# shower wall-please I need advice



## Ferkla (Jul 19, 2006)

I'm remodeling my bathroom.I have some experience working with tile before.I'm trying to put new walls before the new tile ( I want to put hardibacker1/2" moisture protection), but I found out that one of the shower's wall was built in plaster over cinder blocks.
What I'm trying to do is nail some furring strips(5/8) on the cinder block in order to install the hardi backer on it.
My concern is : Are the furring strips enough support to hold the new wall plus the new tile... besides the cinder blocks are holed inside?
I really appreciate any suggestion. Thanks.


----------



## redline (Mar 5, 2006)

Do you have wood framing members on the sides of this wall?


----------



## Ferkla (Jul 19, 2006)

Yes, there is wood framing on both sides of the wall.(here is the picture) 
http://f3.yahoofs.com/users/4203dc9bz8a3e17b3/5efc/__sr_/3899re2.jpg?phodjxEBA_Bd3wNH
thanks for your help.


----------



## J187 (May 19, 2006)

Broken link


----------



## Ferkla (Jul 19, 2006)

ok I think I have the picture this time. sorry! (attach)


----------



## redline (Mar 5, 2006)

• _Provided information_
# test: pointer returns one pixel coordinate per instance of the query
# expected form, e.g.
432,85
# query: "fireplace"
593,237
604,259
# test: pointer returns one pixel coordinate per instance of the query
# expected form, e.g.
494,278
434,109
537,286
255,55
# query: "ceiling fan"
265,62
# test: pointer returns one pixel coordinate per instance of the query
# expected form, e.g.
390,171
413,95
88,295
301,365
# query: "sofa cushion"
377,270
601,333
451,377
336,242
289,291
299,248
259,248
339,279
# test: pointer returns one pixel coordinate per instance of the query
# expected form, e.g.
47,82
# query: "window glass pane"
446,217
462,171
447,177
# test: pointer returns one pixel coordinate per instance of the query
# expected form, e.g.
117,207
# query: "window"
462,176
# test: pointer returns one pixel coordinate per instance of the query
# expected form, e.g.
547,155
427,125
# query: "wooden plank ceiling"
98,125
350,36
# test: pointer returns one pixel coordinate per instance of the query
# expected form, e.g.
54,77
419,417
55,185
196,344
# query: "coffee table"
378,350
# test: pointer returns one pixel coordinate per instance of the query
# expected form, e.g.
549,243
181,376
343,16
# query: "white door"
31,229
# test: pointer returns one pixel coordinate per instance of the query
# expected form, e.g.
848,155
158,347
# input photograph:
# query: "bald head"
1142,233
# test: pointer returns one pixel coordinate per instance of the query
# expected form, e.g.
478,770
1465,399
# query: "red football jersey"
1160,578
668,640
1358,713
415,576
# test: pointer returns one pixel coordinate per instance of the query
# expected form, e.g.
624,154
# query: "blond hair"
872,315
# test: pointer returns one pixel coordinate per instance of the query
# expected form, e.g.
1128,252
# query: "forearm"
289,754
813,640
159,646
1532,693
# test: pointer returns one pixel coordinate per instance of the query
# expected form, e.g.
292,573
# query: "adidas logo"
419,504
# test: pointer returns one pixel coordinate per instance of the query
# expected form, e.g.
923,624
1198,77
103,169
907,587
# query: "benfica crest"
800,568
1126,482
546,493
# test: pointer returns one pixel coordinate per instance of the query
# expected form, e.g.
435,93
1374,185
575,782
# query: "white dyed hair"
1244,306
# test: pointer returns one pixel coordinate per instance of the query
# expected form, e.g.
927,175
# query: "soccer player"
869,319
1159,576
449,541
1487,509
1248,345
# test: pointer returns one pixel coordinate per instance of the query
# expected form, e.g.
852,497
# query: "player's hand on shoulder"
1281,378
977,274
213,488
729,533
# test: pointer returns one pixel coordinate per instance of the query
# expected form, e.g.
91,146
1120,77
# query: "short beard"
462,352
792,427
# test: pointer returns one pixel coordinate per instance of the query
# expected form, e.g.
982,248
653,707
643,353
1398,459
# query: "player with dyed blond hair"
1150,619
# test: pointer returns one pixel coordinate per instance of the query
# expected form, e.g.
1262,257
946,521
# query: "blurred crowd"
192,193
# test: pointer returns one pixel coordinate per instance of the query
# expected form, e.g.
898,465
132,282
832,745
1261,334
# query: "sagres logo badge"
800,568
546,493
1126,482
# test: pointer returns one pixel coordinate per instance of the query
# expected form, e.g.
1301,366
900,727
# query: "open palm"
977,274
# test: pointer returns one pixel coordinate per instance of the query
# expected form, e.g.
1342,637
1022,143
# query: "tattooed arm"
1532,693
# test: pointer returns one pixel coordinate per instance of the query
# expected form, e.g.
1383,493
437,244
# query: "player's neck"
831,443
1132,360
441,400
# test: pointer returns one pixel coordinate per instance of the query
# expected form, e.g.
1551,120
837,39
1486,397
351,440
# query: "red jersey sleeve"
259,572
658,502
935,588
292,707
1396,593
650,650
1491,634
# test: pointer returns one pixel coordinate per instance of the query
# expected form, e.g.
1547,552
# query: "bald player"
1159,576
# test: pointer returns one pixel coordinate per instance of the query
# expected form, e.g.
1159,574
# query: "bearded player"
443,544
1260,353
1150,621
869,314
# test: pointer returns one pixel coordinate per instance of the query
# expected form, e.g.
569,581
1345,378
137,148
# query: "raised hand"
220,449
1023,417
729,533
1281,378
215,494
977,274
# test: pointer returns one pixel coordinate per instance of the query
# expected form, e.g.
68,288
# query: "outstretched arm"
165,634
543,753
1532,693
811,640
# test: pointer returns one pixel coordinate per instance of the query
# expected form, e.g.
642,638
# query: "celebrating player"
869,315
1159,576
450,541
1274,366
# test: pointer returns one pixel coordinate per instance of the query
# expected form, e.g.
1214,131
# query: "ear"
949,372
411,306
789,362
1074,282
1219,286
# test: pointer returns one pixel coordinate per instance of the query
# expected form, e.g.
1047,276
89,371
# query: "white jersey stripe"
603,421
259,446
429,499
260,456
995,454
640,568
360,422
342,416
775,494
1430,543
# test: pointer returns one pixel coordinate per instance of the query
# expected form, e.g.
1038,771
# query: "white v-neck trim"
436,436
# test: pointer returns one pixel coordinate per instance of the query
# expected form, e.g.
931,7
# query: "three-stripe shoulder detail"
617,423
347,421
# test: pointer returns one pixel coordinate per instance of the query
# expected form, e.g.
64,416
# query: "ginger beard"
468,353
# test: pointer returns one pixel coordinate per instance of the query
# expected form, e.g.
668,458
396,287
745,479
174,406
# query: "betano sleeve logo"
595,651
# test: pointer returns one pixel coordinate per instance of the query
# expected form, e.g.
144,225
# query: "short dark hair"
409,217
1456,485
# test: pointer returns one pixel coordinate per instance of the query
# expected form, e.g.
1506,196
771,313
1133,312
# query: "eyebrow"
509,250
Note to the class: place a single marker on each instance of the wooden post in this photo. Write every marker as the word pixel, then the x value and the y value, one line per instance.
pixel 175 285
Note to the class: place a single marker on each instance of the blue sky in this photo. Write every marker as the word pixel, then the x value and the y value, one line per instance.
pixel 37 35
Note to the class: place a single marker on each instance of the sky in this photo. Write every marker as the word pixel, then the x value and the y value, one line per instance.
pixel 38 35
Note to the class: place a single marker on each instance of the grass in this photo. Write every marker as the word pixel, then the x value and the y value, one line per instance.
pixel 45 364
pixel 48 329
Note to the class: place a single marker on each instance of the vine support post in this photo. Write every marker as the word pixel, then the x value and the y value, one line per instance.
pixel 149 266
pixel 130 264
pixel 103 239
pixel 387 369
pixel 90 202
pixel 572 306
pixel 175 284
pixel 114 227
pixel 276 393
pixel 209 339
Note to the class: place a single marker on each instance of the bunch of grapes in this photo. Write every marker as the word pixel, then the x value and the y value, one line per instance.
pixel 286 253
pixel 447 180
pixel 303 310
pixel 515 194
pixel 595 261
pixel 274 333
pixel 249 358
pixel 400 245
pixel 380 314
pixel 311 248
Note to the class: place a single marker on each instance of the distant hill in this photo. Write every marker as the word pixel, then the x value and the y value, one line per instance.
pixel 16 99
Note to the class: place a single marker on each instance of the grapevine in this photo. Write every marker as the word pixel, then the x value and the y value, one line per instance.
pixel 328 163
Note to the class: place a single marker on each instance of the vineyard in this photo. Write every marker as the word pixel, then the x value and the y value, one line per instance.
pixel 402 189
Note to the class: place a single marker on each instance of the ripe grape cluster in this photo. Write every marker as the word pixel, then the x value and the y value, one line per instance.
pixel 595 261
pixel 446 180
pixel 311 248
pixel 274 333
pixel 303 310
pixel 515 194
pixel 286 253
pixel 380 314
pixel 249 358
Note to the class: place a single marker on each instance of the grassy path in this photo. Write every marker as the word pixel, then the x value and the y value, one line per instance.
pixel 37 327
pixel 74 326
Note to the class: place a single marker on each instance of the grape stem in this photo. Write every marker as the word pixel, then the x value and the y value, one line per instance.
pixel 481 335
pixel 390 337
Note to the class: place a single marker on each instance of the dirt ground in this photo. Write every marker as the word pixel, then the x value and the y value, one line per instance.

• _List of tasks_
- 1) Set down, word for word, the part of the shower wall thread between "# shower wall-please" and "any suggestion. Thanks.", inclusive.
- 2) Resume the forum thread about the cinder-block shower wall, carrying on from its last line.

• _Exercise answers_
- 1)
# shower wall-please I need advice



## Ferkla (Jul 19, 2006)

I'm remodeling my bathroom.I have some experience working with tile before.I'm trying to put new walls before the new tile ( I want to put hardibacker1/2" moisture protection), but I found out that one of the shower's wall was built in plaster over cinder blocks.
What I'm trying to do is nail some furring strips(5/8) on the cinder block in order to install the hardi backer on it.
My concern is : Are the furring strips enough support to hold the new wall plus the new tile... besides the cinder blocks are holed inside?
I really appreciate any suggestion. Thanks.

- 2)
I was going to suggest to run same thicker wood strips from one side of the wall to the other rather then up and down the wall. They would have to be spaced closer together for added support. That way you would be able to attach the furring strips to the wood side walls. This may not be possible with your situation.

If the cinder blocks are solid why not seal them and then glue and nail the hardibacker directly to the cinder block?

May want to place a vapor barrier between the hardibacker and the cinder blocks.

Did this wall have tiles before?


----------



## Ferkla (Jul 19, 2006)

The cinder blocks had tile before. I just removed the old tile because it was wet behind it. Water went wall down to the basement. I made enough room in the plaster to put the furring strips. I didn’t want to remove the whole plaster that remains on the wall. I’m afraid that the furring can’t support the weight of the hardibacker and tile. Am I crazy?


----------



## AtlanticWBConst. (May 12, 2006)

It can support the weight, however, what you need to do is:

1.) Remove what wood 'strapping' you have installed thus far.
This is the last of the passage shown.